Top of Passage shown

Fixed vs. Unfixed Dynamometry Explained

Portable dynamometry has transformed strength testing in sport, rehab, and research. No longer confined to labs or bulky isokinetic machines, practitioners can now assess force output practically anywhere—from the gym floor to the sidelines. But here’s the catch: portability alone doesn’t guarantee quality data. The way the device is set up (fixed vs. unfixed) can make or break your results. 

What is portable dynamometry? 

Dynamometry has long been a cornerstone of strength assessment. In the 1970s and 1980s, large lab-based isokinetic systems were (and often still are) considered the gold standard for quantifying muscle torque. But these devices have several limitations— they're expensive, immobile, time-consuming, and require extensive training. 

Hand-held dynamometers (HHD) gained popularity for their portability and lower cost, but early adoption revealed key limitations, particularly the influence of tester strength and inconsistent positioning during high-force assessments (e.g., knee flexion and knee extension) 1,2.

Bottom of Passage shown
Top of Material shown

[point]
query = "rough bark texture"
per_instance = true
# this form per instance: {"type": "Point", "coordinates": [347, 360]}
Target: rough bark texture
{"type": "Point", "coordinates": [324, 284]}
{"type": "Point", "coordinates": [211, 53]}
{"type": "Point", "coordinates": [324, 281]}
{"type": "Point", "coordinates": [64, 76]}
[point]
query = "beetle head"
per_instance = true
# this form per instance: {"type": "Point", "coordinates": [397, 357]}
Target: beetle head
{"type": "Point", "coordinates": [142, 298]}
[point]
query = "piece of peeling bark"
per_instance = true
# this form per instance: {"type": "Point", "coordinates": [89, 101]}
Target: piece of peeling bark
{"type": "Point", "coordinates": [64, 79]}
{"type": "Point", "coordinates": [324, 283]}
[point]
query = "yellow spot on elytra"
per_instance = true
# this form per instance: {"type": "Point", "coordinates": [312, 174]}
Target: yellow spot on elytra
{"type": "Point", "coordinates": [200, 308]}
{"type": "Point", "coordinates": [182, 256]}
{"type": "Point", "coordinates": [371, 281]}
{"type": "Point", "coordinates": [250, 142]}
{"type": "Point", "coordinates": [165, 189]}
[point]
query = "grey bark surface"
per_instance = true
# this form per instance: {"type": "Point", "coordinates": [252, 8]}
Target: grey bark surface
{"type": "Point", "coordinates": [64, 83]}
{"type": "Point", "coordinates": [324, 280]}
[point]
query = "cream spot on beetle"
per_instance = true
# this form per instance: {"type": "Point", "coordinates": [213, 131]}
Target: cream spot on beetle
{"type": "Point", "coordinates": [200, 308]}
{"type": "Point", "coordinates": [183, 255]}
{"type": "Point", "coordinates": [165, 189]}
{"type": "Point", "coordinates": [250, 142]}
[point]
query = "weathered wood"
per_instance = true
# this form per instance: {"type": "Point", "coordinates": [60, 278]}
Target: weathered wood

Bottom of Material shown

* _Actions to take_
#1 According to the dynamometry passage, in which decades were large lab-based isokinetic systems considered the gold standard for quantifying muscle torque?
#2 Reproduce word for word the part of the dynamometry passage that opens with the words containing "Fixed vs. Unfixed Dynamometry" and closes with "break your results.".
These data have no connection to the dynamometry passage.

* _Solutions by task_
#1 The 1970s and 1980s.

#2
Fixed vs. Unfixed Dynamometry Explained

Portable dynamometry has transformed strength testing in sport, rehab, and research. No longer confined to labs or bulky isokinetic machines, practitioners can now assess force output practically anywhere—from the gym floor to the sidelines. But here’s the catch: portability alone doesn’t guarantee quality data. The way the device is set up (fixed vs. unfixed) can make or break your results.